-------- Task inputs --------

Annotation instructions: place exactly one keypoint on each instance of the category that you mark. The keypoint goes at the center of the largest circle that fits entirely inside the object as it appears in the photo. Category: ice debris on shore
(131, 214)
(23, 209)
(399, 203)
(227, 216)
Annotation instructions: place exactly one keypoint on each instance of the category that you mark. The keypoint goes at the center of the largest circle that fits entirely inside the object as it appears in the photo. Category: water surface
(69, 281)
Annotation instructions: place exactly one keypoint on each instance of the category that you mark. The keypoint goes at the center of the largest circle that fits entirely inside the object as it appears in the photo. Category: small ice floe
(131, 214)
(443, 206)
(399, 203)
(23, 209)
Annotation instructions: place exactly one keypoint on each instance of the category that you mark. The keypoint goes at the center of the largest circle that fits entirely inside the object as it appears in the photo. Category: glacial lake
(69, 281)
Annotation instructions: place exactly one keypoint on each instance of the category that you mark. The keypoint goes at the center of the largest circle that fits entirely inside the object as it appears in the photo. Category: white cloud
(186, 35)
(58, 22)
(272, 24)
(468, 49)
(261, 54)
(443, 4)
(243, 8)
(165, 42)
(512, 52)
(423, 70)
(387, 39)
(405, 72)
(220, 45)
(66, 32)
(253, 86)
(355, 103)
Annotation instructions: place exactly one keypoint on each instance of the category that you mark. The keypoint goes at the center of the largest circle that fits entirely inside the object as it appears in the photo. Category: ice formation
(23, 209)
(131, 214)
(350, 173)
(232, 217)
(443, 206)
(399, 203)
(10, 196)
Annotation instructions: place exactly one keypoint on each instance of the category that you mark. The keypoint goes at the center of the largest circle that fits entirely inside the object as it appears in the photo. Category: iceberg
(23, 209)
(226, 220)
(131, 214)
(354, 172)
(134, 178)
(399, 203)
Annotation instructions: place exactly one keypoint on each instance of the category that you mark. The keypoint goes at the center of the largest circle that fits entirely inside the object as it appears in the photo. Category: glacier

--------

■ **Stated exercise**:
Print the entries exactly. Include every one.

■ **The answer**:
Annotation instructions: place exactly one keypoint on each instance of the category that you mark. The keypoint goes at the center of the largest circle that fits entirely inside the object as it appears in the photo. Category: ice debris on shore
(131, 214)
(23, 209)
(399, 203)
(227, 216)
Annotation instructions: place exactly one keypoint on each instance of the category that you mark. The keypoint goes at the center of the largest circle that fits entirely inside the object as it appears in the photo. Category: water surface
(69, 281)
Annotation instructions: place exactly one keypoint on each instance of the category that you mark. The keypoint goes at the center of the largest circle that fits entirely inside the object as it appears in the photo. Category: small ice floe
(131, 214)
(443, 206)
(399, 203)
(23, 209)
Annotation instructions: place exactly one keypoint on each instance of the category that you mark. The keypoint goes at the center of the largest circle that fits entirely inside the object as it appears in the photo. Category: glacial lake
(69, 281)
Annotation instructions: place exactly one keypoint on each instance of the category that you mark. The keypoint goes at the center of the largest circle that fits entirely inside the object as it appears in the photo. Category: white cloud
(186, 35)
(58, 22)
(272, 24)
(468, 49)
(261, 54)
(443, 4)
(243, 8)
(165, 42)
(512, 52)
(423, 70)
(387, 39)
(405, 72)
(220, 45)
(66, 32)
(253, 86)
(355, 103)
Annotation instructions: place exactly one keypoint on each instance of the category that you mark. The keypoint goes at the center of the largest circle that fits entirely inside the object as it appears in the photo. Category: ice formation
(23, 209)
(131, 214)
(350, 173)
(232, 217)
(443, 206)
(399, 203)
(10, 196)
Annotation instructions: place exactly one keypoint on each instance of the category that you mark. The keypoint goes at the center of the largest circle that fits entirely inside the object as it appears in the photo. Category: iceberg
(23, 209)
(226, 220)
(131, 214)
(354, 172)
(134, 178)
(399, 203)
Annotation instructions: place exactly one keypoint on each instance of the category that you mark. The keypoint goes at the center of the largest circle that fits entirely inside the object as it appears in the photo. Category: glacier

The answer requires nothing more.